> [TASK DETAILS]:
Exactly as given, repeat all of the entries.

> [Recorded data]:

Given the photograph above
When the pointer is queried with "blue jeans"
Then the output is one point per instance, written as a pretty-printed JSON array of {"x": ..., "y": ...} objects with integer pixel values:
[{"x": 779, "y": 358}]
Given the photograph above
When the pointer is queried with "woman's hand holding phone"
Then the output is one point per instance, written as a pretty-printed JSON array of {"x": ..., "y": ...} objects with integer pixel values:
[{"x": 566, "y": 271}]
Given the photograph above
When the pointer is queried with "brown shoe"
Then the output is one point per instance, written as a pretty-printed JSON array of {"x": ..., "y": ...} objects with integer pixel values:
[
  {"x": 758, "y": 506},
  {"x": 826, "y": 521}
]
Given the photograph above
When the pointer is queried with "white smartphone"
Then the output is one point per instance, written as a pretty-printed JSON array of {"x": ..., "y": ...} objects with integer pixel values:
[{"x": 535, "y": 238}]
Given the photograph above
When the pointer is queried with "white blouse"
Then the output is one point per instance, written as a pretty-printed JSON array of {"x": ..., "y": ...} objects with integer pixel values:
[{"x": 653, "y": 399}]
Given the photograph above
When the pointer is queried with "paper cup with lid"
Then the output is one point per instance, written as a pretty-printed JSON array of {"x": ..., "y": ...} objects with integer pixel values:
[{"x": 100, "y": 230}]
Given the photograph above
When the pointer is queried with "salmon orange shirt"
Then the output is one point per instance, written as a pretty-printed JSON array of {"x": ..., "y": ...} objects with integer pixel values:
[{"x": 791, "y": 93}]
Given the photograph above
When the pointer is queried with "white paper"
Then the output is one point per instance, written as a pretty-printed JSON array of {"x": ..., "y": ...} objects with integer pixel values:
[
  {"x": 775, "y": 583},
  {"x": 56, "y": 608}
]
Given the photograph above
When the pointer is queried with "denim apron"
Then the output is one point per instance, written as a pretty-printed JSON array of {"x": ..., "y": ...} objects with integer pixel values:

> [ANSWER TO THIS PROBLEM]:
Given the photograph above
When the pointer is queried with "blue jeans"
Then the output is one point per instance, written as a pretty-printed JSON array of {"x": ..., "y": ...} objects with integer pixel values:
[{"x": 779, "y": 358}]
Given the photograph above
When the pointer is queried with "woman's hand holding phone"
Then the output is one point per instance, written as a pretty-printed JSON array of {"x": ..., "y": ...} objects with integer pixel values:
[{"x": 566, "y": 271}]
Given the photograph above
When the pointer is queried with "brown shoe"
Then the output is one point per instance, written as a pretty-printed JSON array of {"x": ..., "y": ...} objects with integer pixel values:
[
  {"x": 758, "y": 506},
  {"x": 826, "y": 521}
]
Given the photograph above
When the pointer is queried with "white smartphone"
Then the output is one point per instance, written as a pretty-printed JSON array of {"x": ..., "y": ...} objects with integer pixel values:
[{"x": 535, "y": 238}]
Given the photograph above
When the pointer is queried with "white blouse"
Then the output is one point per instance, written as a pretty-printed JSON array of {"x": ..., "y": ...} objects with integer pixel values:
[{"x": 653, "y": 399}]
Given the photograph above
When the pointer is queried with "paper cup with lid"
Then the output is one point per instance, written as a pretty-printed JSON array of {"x": ..., "y": ...} objects with integer pixel values:
[{"x": 100, "y": 230}]
Given the photograph above
When the pointer is queried with "salmon orange shirt"
Then the output is one point per instance, written as a pretty-printed JSON array of {"x": ..., "y": ...} objects with integer pixel values:
[{"x": 791, "y": 93}]
Given the photograph above
When the pointer is queried with "white paper"
Then the output is one point per instance, written as a pretty-printed JSON array of {"x": ..., "y": ...} objects with integer pixel values:
[
  {"x": 775, "y": 583},
  {"x": 56, "y": 608}
]
Given the photograph above
When the pointer is queried with "denim apron"
Then the output is one point per instance, written as a pretty-printed JSON array of {"x": ..., "y": ...} objects with integer pixel values:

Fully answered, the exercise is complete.